[Dataset extract]
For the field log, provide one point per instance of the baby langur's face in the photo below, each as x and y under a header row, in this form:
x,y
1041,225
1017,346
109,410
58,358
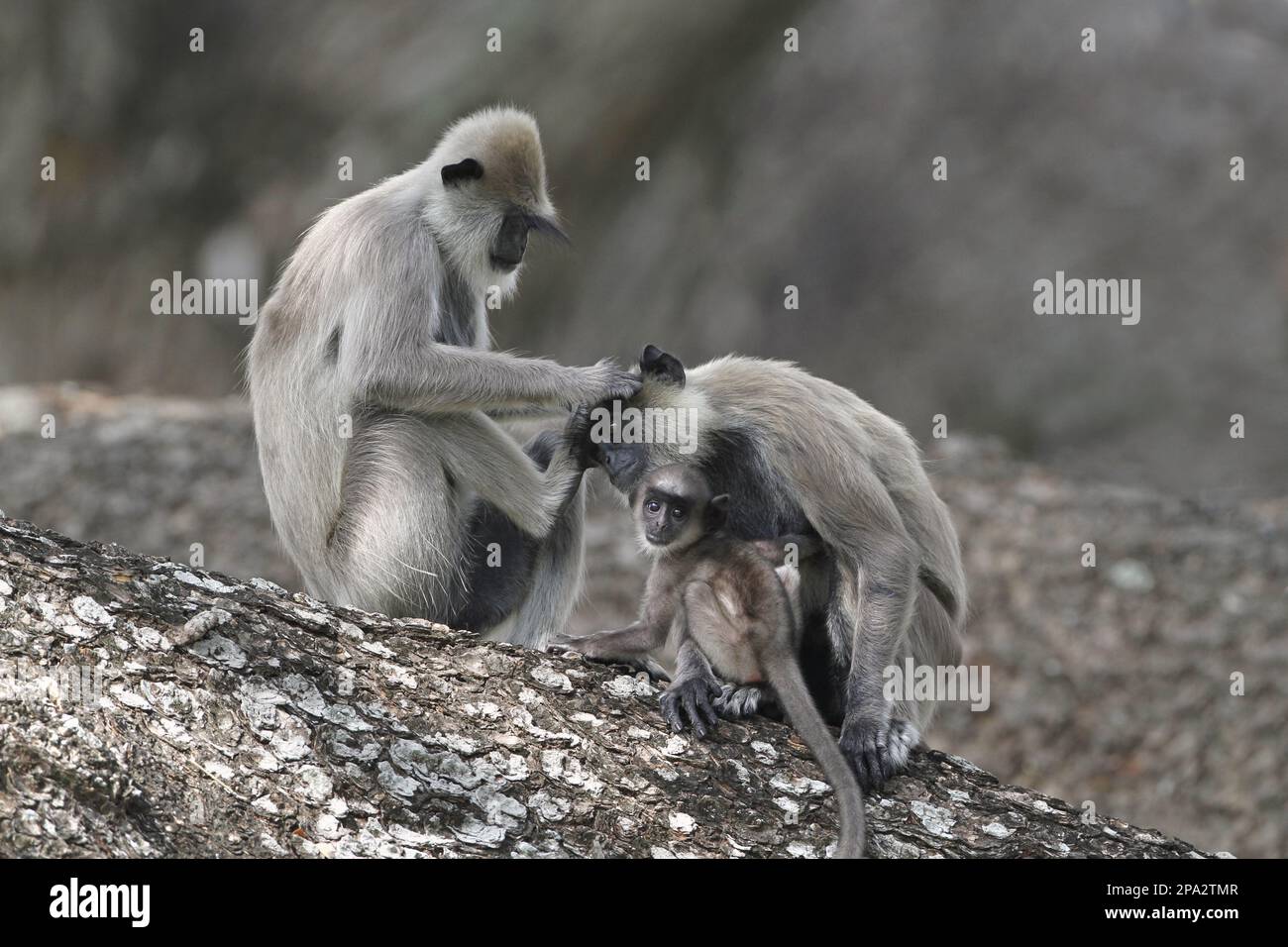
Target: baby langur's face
x,y
670,508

[Work to be completed] Return the entries above line for line, unchanged, with the pictures omitted.

[Task output]
For the field log, provide one point per instance of the baby langur's face in the photo below, each as x and y under a header row, in this form:
x,y
1041,225
1017,346
109,410
58,358
Target: baby langur's face
x,y
670,508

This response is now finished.